> [REQUIREMENT]:
Count the lines in the material below that contain the word "instance" and give the number alone.
+---+
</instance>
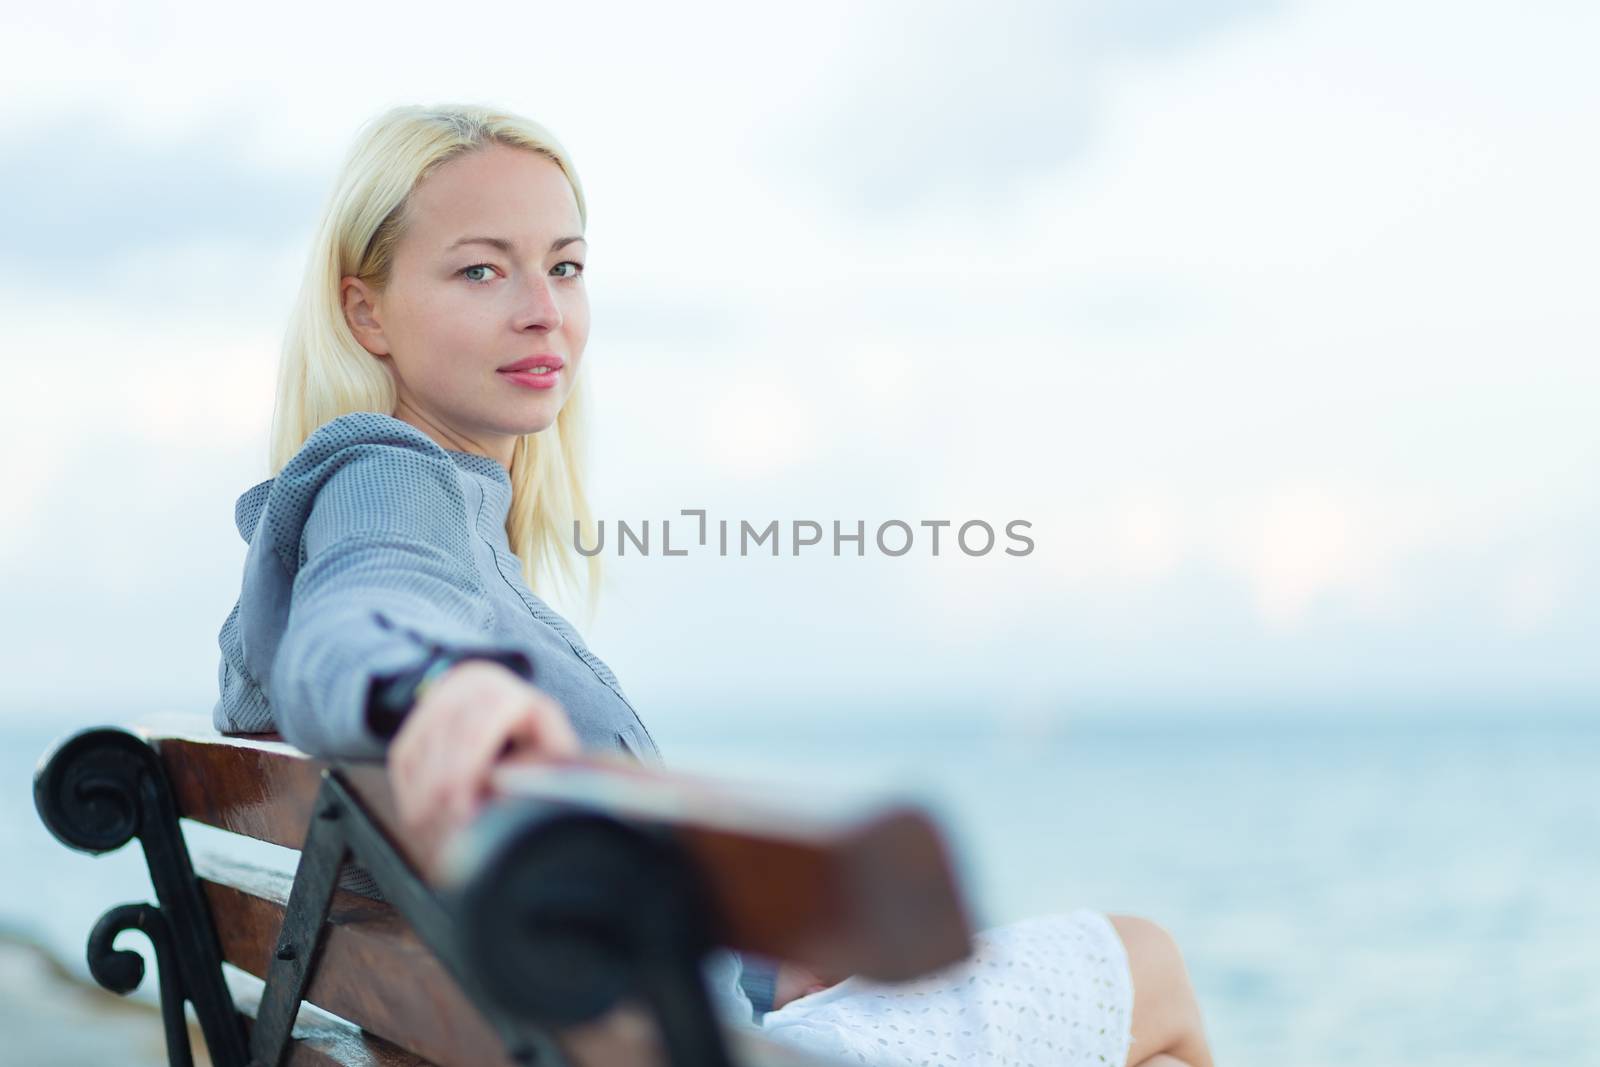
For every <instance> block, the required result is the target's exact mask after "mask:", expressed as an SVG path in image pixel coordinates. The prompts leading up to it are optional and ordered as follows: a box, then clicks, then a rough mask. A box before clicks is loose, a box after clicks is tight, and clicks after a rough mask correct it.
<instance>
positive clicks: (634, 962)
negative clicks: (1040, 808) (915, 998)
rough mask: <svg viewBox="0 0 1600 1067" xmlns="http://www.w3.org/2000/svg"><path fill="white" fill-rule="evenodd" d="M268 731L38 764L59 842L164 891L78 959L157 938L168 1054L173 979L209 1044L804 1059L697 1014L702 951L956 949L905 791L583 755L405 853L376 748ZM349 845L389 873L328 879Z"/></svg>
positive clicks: (121, 958)
mask: <svg viewBox="0 0 1600 1067" xmlns="http://www.w3.org/2000/svg"><path fill="white" fill-rule="evenodd" d="M270 737H272V736H253V737H224V736H221V734H216V733H214V731H213V729H211V728H210V725H208V723H205V721H192V723H186V721H176V723H174V721H166V723H158V725H146V726H139V728H133V729H122V728H96V729H88V731H82V733H78V734H74V736H70V737H67V739H64V741H61V742H59V744H58V745H56V747H54V749H53V750H51V752H50V753H48V755H46V758H45V760H43V761H42V763H40V769H38V773H37V776H35V781H34V797H35V805H37V808H38V813H40V817H42V819H43V822H45V825H46V827H50V830H51V832H53V833H54V835H56V837H58V838H59V840H61V841H62V843H66V845H69V846H72V848H77V849H82V851H88V853H106V851H112V849H117V848H120V846H123V845H126V843H128V841H130V840H131V838H134V837H138V838H139V841H141V845H142V848H144V853H146V859H147V862H149V869H150V880H152V885H154V889H155V897H157V901H155V902H154V904H125V905H118V907H114V909H110V910H109V912H107V913H106V915H104V917H101V920H99V923H96V926H94V929H93V931H91V934H90V952H88V957H90V968H91V973H93V974H94V977H96V981H99V982H101V984H102V985H106V987H107V989H112V990H117V992H120V993H126V992H131V990H133V989H136V987H138V985H139V982H141V981H142V976H144V961H142V958H141V957H139V955H138V953H136V952H128V950H117V949H114V947H112V941H114V939H115V937H117V934H120V933H122V931H125V929H139V931H142V933H144V934H146V936H147V937H149V939H150V942H152V945H154V949H155V958H157V969H158V981H160V993H162V1013H163V1021H165V1025H166V1037H168V1057H170V1062H171V1064H173V1065H174V1067H178V1065H189V1064H190V1062H192V1059H190V1049H189V1030H187V1025H186V1022H184V1003H186V1001H187V1003H189V1005H192V1006H194V1011H195V1016H197V1019H198V1024H200V1029H202V1032H203V1035H205V1045H206V1051H208V1053H210V1057H211V1062H213V1064H218V1067H246V1065H248V1067H277V1065H278V1064H365V1065H373V1067H378V1065H382V1067H402V1065H403V1067H426V1065H427V1064H437V1065H442V1067H453V1065H458V1064H459V1065H469V1064H470V1065H474V1067H477V1065H493V1067H510V1065H514V1064H520V1065H528V1064H573V1065H589V1064H594V1065H598V1064H605V1065H608V1067H611V1065H616V1067H632V1065H635V1064H637V1065H638V1067H646V1065H651V1067H653V1065H656V1064H670V1065H672V1067H723V1065H730V1067H731V1065H734V1064H741V1065H749V1067H781V1065H789V1064H806V1062H814V1061H811V1059H806V1057H802V1056H798V1054H795V1053H792V1051H786V1049H782V1048H781V1046H778V1045H776V1043H773V1041H766V1040H763V1038H762V1037H760V1035H758V1032H754V1030H746V1029H738V1027H728V1025H725V1024H723V1022H722V1021H718V1019H717V1017H715V1009H714V1006H712V1000H710V997H709V993H707V990H706V985H704V982H702V979H701V971H699V965H701V961H702V958H704V955H706V952H709V950H710V949H712V947H715V945H726V947H733V949H739V950H746V952H752V953H760V955H765V957H768V958H779V960H792V961H797V963H802V965H805V966H810V968H813V969H818V971H821V973H830V974H861V976H866V977H874V979H878V981H901V979H909V977H915V976H918V974H923V973H928V971H931V969H936V968H939V966H944V965H947V963H952V961H955V960H958V958H962V957H965V955H966V952H968V950H970V937H971V928H970V923H968V918H966V912H965V907H963V904H962V899H960V894H958V893H957V888H955V880H954V877H952V870H950V864H949V857H947V853H946V848H944V845H942V841H941V838H939V833H938V830H936V829H934V825H933V824H931V822H930V819H928V817H926V816H925V814H923V813H922V811H918V809H915V808H907V806H896V805H890V806H882V805H880V806H867V808H854V809H837V808H834V809H830V808H829V806H827V805H819V803H814V801H805V800H787V798H786V800H782V801H781V803H774V801H773V800H771V797H770V795H766V793H760V792H755V790H750V789H749V787H734V785H728V784H720V782H712V781H706V779H693V777H685V776H674V774H666V773H661V771H656V769H646V768H638V766H632V765H629V766H624V765H619V763H602V761H587V760H586V761H571V763H562V765H538V766H518V768H501V769H499V771H496V782H494V785H496V793H498V797H496V800H494V801H493V803H491V805H490V806H488V808H486V809H485V813H483V814H482V817H478V819H477V821H475V822H474V824H472V825H470V827H469V829H467V830H464V832H462V833H461V835H458V837H456V838H454V840H453V841H450V843H448V849H446V853H445V854H443V856H419V854H416V853H414V851H413V849H411V848H410V846H408V843H406V840H405V838H403V837H402V835H400V833H397V819H395V811H394V801H392V797H390V792H389V781H387V774H386V771H384V768H382V765H378V763H331V765H330V763H323V761H318V760H312V758H309V757H306V755H304V753H301V752H298V750H294V749H291V747H288V745H285V744H282V742H280V741H274V739H270ZM179 819H189V821H192V822H198V824H206V825H211V827H219V829H221V830H227V832H230V833H235V835H245V837H250V838H256V840H259V841H270V843H274V845H280V846H286V848H291V849H296V851H298V853H299V856H298V859H296V870H294V875H293V878H291V877H290V875H288V873H286V870H272V869H264V867H259V865H251V864H243V862H238V861H237V859H226V857H219V856H211V854H206V853H202V851H198V849H197V851H195V853H194V854H190V849H189V846H187V843H186V837H184V833H182V832H181V824H179ZM352 864H357V865H358V867H360V870H363V872H366V873H368V875H370V877H371V881H373V883H376V886H378V889H379V893H381V897H382V899H374V896H370V894H360V893H354V891H350V889H346V888H339V875H341V870H344V872H349V870H352V867H350V865H352ZM419 872H429V877H427V878H424V877H422V875H421V873H419Z"/></svg>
+---+
> [RESPONSE TO THE EXERCISE]:
3